SUPPLIED PASSAGE:
Furthermore, the transitioning employee has the opportunity to dictate how offending employees will be treated by management.

In a section directed to supervisors, the toolkit instructs them to “[d]iscuss how the employee would like to handle name and pronoun mistakes that may occur in the first few months” and “[d]iscuss how the supervisor will address persistent and/or intentional misuse of names and pronouns that may occur.”

Finally, in the transition timeline plan, supervisors are instructed to inform the team of “the expectation that everyone will behave respectfully and use the new name and pronouns … regardless of any personal views they may hold.”

Some groups have recommended measures such as those outlined in Dallas’ transition guidance as a workplace best practice. Human resources company Culture Amp, for instance, “recommend[s] including deadnaming and incorrect pronoun usage in your formal definition of harassment and reflecting these in your policies. Doing so will set a firm expectation for respect and inclusion of trans, nonbinary, and gender non-conforming employees.”

As demonstrated by recent court cases, however, the requirement to use non-biological pronouns in a government setting despite a person’s sincerely held beliefs could violate constitutional provisions protecting the freedom of speech and freedom of religion.

For example, the Fifth Circuit Court of Appeals held in 2020 that it could not require anyone doing business before the court to use someone’s non-biological pronouns, ruling that “no authority supports the proposition that we may require litigants, judges, court personnel, or anyone else to refer to gender-dysphoric litigants with pronouns matching their subjective gender identity.”

In 2021, the Sixth Circuit Court of Appeals held that a public university violated a professor’s right to free speech by punishing him for refusing to use a student’s preferred pronouns. The court acknowledged that “consistent with the First Amendment,” the government did not have “a compelling interest in regulating employees’ speech on matters of public concern.”

Along the same lines, the U.S. District Court for the Northern District of Texas struck down the Biden administration’s attempt to make states classify non-preferred pronoun usage as harassment in 2022, calling the guidance “arbitrary and capricious.”

REQUIRED WORK:
• 1. In the passage, turn the paragraph starting "In 2021, the Sixth Circuit" into a short bulleted list that keeps its main facts.
• 2. Edit the stretch of the passage from "As demonstrated by" through "freedom of religion.", putting "public workplace" in place of "government setting".
You can leave the lines that come next aside.

DATA EXCERPT:
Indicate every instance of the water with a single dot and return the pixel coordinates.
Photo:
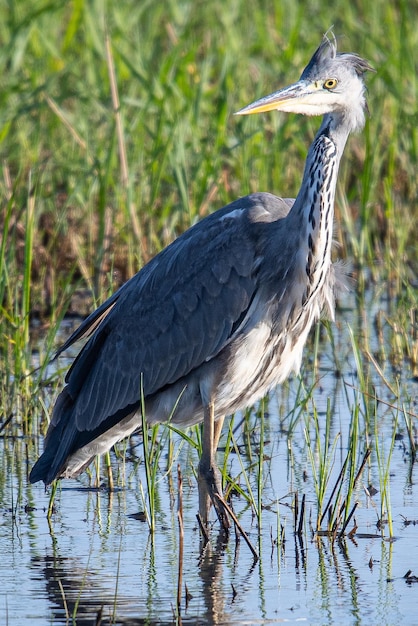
(98, 559)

YOUR WRITTEN ANSWERS:
• 1.
- In 2021, the Sixth Circuit Court of Appeals ruled that a public university violated a professor's right to free speech.
- The university had punished him for refusing to use a student's preferred pronouns.
- The court acknowledged that, "consistent with the First Amendment," the government did not have "a compelling interest in regulating employees' speech on matters of public concern."

• 2.
As demonstrated by recent court cases, however, the requirement to use non-biological pronouns in a public workplace despite a person’s sincerely held beliefs could violate constitutional provisions protecting the freedom of speech and freedom of religion.